* **DATA EXTRACT**:
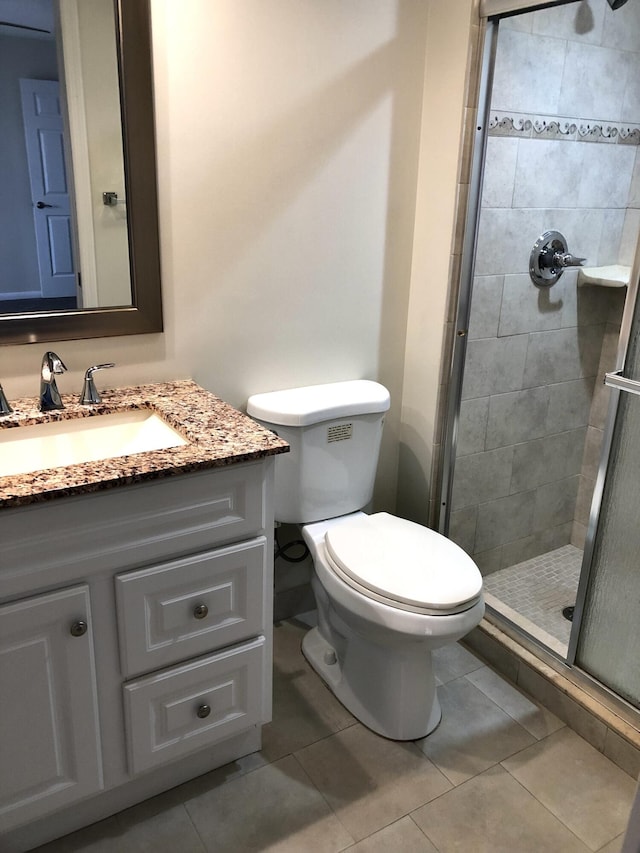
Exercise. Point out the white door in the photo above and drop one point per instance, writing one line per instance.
(49, 743)
(44, 137)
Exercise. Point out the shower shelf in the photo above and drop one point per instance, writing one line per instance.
(614, 275)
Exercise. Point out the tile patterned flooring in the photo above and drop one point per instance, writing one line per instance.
(500, 774)
(539, 588)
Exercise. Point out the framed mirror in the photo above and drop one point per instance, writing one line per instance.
(134, 305)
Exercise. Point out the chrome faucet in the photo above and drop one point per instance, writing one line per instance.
(5, 408)
(52, 365)
(90, 393)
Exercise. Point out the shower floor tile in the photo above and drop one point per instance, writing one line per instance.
(539, 588)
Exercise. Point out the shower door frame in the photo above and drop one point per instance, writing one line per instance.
(492, 11)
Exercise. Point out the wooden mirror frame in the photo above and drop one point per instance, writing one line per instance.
(133, 37)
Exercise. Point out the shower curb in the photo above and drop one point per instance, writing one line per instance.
(598, 717)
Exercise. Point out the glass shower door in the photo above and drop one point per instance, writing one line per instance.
(609, 631)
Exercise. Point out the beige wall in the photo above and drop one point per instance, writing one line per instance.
(452, 39)
(288, 150)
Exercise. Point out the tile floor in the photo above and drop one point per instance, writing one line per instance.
(499, 774)
(539, 588)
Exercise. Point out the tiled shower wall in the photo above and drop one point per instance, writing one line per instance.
(562, 155)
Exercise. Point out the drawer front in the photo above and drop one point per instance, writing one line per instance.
(191, 606)
(191, 707)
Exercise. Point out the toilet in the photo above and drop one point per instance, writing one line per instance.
(388, 591)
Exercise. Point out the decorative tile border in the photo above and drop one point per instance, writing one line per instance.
(524, 126)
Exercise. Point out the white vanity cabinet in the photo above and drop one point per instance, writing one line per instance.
(173, 580)
(49, 730)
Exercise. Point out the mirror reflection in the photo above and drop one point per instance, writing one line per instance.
(63, 224)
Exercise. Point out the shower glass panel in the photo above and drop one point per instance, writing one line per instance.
(610, 629)
(561, 155)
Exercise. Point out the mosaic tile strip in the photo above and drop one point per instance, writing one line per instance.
(540, 587)
(524, 126)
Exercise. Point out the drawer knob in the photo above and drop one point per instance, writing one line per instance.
(200, 611)
(78, 628)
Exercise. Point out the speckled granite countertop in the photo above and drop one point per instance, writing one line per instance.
(217, 433)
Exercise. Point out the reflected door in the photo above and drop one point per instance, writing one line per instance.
(609, 638)
(49, 186)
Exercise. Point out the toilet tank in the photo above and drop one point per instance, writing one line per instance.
(334, 432)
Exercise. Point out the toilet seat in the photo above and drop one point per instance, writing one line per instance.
(403, 565)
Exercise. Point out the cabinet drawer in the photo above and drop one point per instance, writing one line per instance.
(191, 606)
(191, 707)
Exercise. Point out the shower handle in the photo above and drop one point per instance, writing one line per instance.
(549, 258)
(566, 259)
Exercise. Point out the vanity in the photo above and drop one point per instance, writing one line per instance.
(135, 612)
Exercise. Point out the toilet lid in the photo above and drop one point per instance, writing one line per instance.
(404, 562)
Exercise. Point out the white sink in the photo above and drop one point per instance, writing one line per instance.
(69, 442)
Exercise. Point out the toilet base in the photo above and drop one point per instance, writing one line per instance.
(392, 694)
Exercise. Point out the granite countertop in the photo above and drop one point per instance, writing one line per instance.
(217, 435)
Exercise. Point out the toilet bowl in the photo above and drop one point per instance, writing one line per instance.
(372, 646)
(388, 591)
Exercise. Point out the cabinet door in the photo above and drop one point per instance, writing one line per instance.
(49, 743)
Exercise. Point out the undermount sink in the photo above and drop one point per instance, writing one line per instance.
(56, 444)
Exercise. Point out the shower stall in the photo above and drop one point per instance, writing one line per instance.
(541, 468)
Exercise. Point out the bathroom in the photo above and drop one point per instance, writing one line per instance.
(308, 185)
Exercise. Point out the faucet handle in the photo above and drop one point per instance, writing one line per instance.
(90, 393)
(5, 408)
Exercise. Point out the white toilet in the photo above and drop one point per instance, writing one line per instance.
(388, 590)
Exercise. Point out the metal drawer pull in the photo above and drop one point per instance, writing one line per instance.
(200, 611)
(617, 380)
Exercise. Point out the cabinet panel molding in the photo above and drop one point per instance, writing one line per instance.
(186, 607)
(49, 742)
(191, 707)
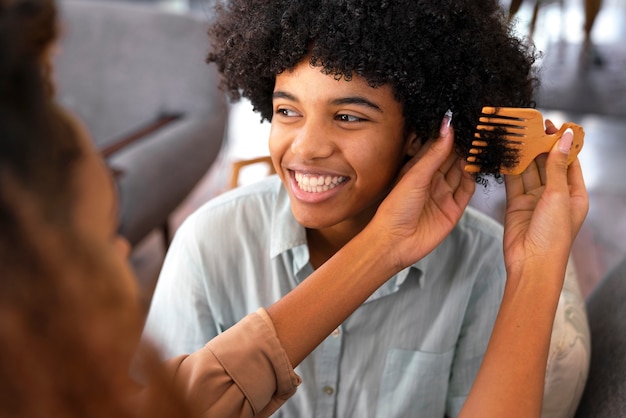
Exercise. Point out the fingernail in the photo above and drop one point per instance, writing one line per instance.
(565, 143)
(445, 123)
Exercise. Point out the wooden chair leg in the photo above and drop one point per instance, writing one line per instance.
(166, 234)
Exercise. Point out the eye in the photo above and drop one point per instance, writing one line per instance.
(286, 112)
(349, 118)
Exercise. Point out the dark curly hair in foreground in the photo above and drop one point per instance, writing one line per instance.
(436, 55)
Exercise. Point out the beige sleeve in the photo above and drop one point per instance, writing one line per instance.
(243, 372)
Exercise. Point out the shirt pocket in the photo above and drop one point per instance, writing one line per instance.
(414, 383)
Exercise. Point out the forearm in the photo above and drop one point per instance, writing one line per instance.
(511, 378)
(310, 312)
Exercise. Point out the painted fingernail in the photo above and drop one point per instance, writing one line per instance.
(445, 123)
(565, 143)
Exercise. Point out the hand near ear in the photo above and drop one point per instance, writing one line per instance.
(427, 201)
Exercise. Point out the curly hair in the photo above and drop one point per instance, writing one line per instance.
(68, 324)
(435, 54)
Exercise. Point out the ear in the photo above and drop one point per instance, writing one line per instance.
(412, 144)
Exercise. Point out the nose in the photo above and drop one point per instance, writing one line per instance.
(313, 141)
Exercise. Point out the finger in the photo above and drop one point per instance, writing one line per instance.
(514, 186)
(541, 167)
(550, 128)
(435, 153)
(578, 196)
(466, 186)
(556, 163)
(531, 177)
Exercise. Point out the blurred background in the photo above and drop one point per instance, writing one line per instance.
(583, 81)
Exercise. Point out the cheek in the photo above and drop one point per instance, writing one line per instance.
(278, 146)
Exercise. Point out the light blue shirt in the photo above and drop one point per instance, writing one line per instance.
(411, 350)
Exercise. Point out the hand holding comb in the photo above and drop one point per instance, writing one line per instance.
(523, 132)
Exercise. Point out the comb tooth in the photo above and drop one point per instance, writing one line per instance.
(490, 126)
(472, 168)
(498, 119)
(512, 112)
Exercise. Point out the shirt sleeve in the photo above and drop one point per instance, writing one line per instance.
(243, 372)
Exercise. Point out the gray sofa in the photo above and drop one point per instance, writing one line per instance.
(136, 75)
(605, 391)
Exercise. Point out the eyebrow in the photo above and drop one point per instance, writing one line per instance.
(357, 100)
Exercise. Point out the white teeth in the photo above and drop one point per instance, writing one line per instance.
(317, 184)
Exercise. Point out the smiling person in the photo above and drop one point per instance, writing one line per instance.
(69, 312)
(353, 89)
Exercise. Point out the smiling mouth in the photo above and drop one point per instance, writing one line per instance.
(317, 183)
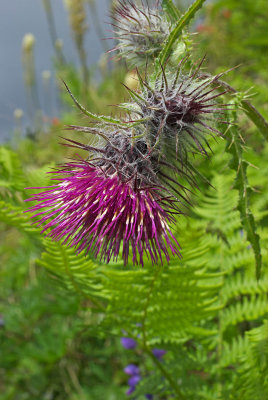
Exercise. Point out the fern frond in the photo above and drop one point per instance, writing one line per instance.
(75, 271)
(14, 216)
(168, 302)
(249, 308)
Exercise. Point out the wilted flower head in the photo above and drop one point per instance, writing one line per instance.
(140, 31)
(180, 111)
(111, 199)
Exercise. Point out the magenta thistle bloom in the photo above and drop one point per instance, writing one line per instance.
(107, 202)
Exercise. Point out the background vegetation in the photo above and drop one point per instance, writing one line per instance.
(62, 315)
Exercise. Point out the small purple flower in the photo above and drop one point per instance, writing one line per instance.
(128, 343)
(134, 380)
(132, 369)
(158, 353)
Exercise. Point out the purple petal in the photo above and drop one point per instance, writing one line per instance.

* **REQUIREMENT**: Copy every entry exactly; drop the pictures.

* **RESPONSE BELOW**:
Exercise. Point out the white door in the photo above and drop one point per instance, writing one line per instance.
(49, 743)
(44, 137)
Exercise. Point out the shower shelf in the photo above and drop one point per instance, writing one line per instance.
(614, 275)
Exercise. Point out the tile patterned flooring in the photo above and drop one point per instance, writing one line per instance.
(500, 774)
(539, 588)
Exercise. Point out the framed mirror in the photo above and drop one point per instance, writing one line per instance.
(134, 305)
Exercise. Point out the chrome faucet in the photo above and drop one point per instance, writing one line per instance.
(5, 408)
(52, 365)
(90, 393)
Exercise. Point out the shower floor tile in the photo above and drop one point per instance, writing one line per instance.
(539, 588)
Exercise. Point out the shower door frame in the photo above and drop one point per instance, writing one line per instance.
(492, 11)
Exercise. Point out the wooden mirror frame in the photo above and drop one point per instance, writing one line per instance.
(133, 37)
Exercise. Point out the shower curb in the photo above and drop one point per instance, writing one line per instance.
(598, 717)
Exercise. Point out the glass shower door in the photo above and drop one point per instance, writing one line per instance.
(609, 631)
Exercise. Point out the beige wall in the photo above and drop one point per instance, writing one line per instance.
(452, 39)
(288, 150)
Exercise. Point out the tile floor in the photo above and drop one point per instance, writing one line per instance.
(499, 774)
(539, 588)
Exercise. Point out the tiled shower wall in the photo above and drop one point per instance, writing one line per instance.
(562, 155)
Exercise. Point out the drawer front in the photo above and drop one point per instance, writing one line per instance.
(191, 606)
(191, 707)
Exercise. Point out the toilet in the photo above and drop one point per instance, writing one line per instance.
(388, 591)
Exercise. Point out the decorative tile border in the photo above and drop one point per instance, writing one line per instance.
(524, 126)
Exercise. Point out the white vanity cabinet in the photo above and drop one point per instance, writing one line per instance.
(173, 580)
(49, 730)
Exercise. Point out the mirror reflection in the photo above and drop one point per instance, writing one line per instance.
(63, 224)
Exercise. Point out the shower glass panel in the photo above and drop one point per instance, writing one line per instance.
(610, 629)
(561, 155)
Exercise. Point out the mosaic tile strip in the photo above and drop one point per instance, writing one line per instance.
(540, 587)
(524, 126)
Exercise. Point out the drawer knob in the photo above and drop one point per instance, writing one line per instance.
(200, 611)
(78, 628)
Exercise. Point out the speckled granite countertop in the photo above and drop one point per instance, writing one line per instance.
(217, 433)
Exercise. Point out the reflected door in the photo above and drop one point per instance, writing one line per instance.
(609, 638)
(49, 186)
Exercise. Point out the toilet tank in the photo above and drop one point per instance, writing one line per instance.
(334, 432)
Exercise. Point out the toilet seat in the photo above and drop one point per instance, writing one line per instance.
(403, 565)
Exercise. Point out the cabinet drawer in the photo above and drop one point per instance, writing one line per instance.
(191, 606)
(191, 707)
Exercise. Point out the shower handle in the photo above and drop one point per instance, writing one line per instance.
(549, 258)
(566, 259)
Exercise. Point out the vanity in the photo above and drop one point per instance, writing one line per instance.
(135, 612)
Exercise. Point out the toilet lid in the photo above and drop one point per instance, writing one line per instance.
(404, 562)
Exercise. Point out the white sink in the photo above and drop one point per instance, writing one line per instance.
(69, 442)
Exercise. Point out the toilet base in the photo above and drop one point per instance, writing one line per instance.
(392, 694)
Exercise. Point out the granite countertop in the photo above and drop one point per instance, writing one line per instance.
(217, 435)
Exercise. Point out the toilet bowl in the photo above and drop one point per instance, writing one line per instance.
(372, 646)
(388, 591)
Exercise. Point out the cabinet door in the photo above and drop one point per instance, writing one line per instance.
(49, 743)
Exercise. Point out the undermount sink in the photo above and drop one point per instance, writing one line per instance.
(56, 444)
Exercise. Point out the shower stall in the photo above and drop one point per instance, writing one line per instance.
(541, 468)
Exercise. Point out the bathroom in the photo above and drop one point per instance, writing one line per instance.
(308, 185)
Exercise. Point out the faucet handle in the photo above and drop one point per instance, writing one line per instance.
(90, 393)
(5, 408)
Exercise. Point out the white toilet in the photo above and drop one point per instance, writing one line per instance.
(388, 590)
Exercise. Point out the metal drawer pull in the photo above and drop one point per instance, writing one line per instance.
(200, 611)
(617, 380)
Exercise. Point out the cabinet panel molding in the photo above and drop one point per instance, writing one line per instance.
(186, 607)
(49, 742)
(191, 707)
Exercise. Point out the fingernail in the photo above and drop one point per instance, writing one line per instance.
(565, 143)
(445, 123)
Exercise. Point out the wooden chair leg in the photo above and drop one point per instance, writing one line per instance.
(166, 234)
Exercise. Point out the eye in the photo above and drop one point per instance, writing one line per instance.
(286, 112)
(349, 118)
Exercise. Point out the dark curly hair in foreground in the photo above and drop one point per instance, writing one line per instance.
(436, 55)
Exercise. Point out the beige sleeve in the photo above and drop one point per instance, writing one line per instance.
(243, 372)
Exercise. Point out the shirt pocket in the photo above and drop one point per instance, writing one line per instance.
(414, 383)
Exercise. Point out the forearm in the photo above and drop one point per instance, writing one line per instance.
(511, 378)
(310, 312)
Exercise. Point out the painted fingernail in the photo above and drop one point per instance, writing one line per instance.
(445, 123)
(565, 143)
Exercise. Point out the hand near ear in the photo above and drop one point per instance, writing one line per instance.
(427, 201)
Exercise. Point out the curly hair in the photo above and drop one point per instance, writing one line per instance.
(68, 324)
(435, 54)
Exercise. Point out the ear in the photo above and drop one point per instance, writing one line per instance.
(412, 144)
Exercise. Point out the nose in the photo above and drop one point per instance, writing one line per instance.
(313, 141)
Exercise. Point out the finger in the photo above and drop one point per instance, writing one line per instance.
(514, 186)
(541, 167)
(550, 128)
(435, 153)
(578, 196)
(466, 186)
(556, 163)
(531, 177)
Exercise. Point out the blurred background in the photo above and drop one point per instance, writing one line per instance.
(583, 81)
Exercise. Point out the cheek in the photo above and drop one point per instance, writing one line per instance.
(278, 146)
Exercise. Point out the light blue shirt in the photo above and drop one point per instance, writing one line per instance.
(411, 350)
Exercise. Point out the hand holding comb in the photo above and drop one point per instance, writing one line per instance.
(523, 132)
Exercise. Point out the comb tooth in the photo above and drop one point per instance, writing one line per instance.
(490, 126)
(472, 168)
(498, 119)
(512, 112)
Exercise. Point out the shirt sleeve in the photo above and drop one point per instance, writing one line per instance.
(243, 372)
Exercise. Point out the gray sofa in the photo above and drop one point per instance, writing one line per instance.
(136, 75)
(605, 391)
Exercise. Point out the eyebrow in the photo above and drop one point per instance, writing one line per instance.
(357, 100)
Exercise. Point out the white teeth in the photo above and drop one point per instance, writing one line per instance.
(317, 184)
Exercise. Point out the smiling person in the photo above and drop one point per instance, writing one line per instance.
(69, 312)
(353, 89)
Exercise. Point out the smiling mouth in the photo above and drop one point per instance, writing one line per instance.
(317, 183)
Exercise. Point out the fern frond in the photo above and drop one point per instance, writing one line per instance.
(75, 271)
(14, 216)
(168, 302)
(249, 308)
Exercise. Point out the wilted flower head in the photo above and drop one point per instance, writing one line per instance.
(140, 31)
(180, 111)
(111, 199)
Exercise. Point out the magenta thistle bloom in the photo above and drop one point per instance, writing one line per instance.
(107, 202)
Exercise. Point out the background vegetation in the photo above and drop one point per instance, writing one line per instance.
(62, 315)
Exercise. Point out the small purple flower in the photo above and drop one point per instance, writing one line per instance.
(128, 343)
(134, 380)
(132, 369)
(158, 353)
Exercise. Point out the purple petal in the photo above and drop one point per instance, writing one line per instance.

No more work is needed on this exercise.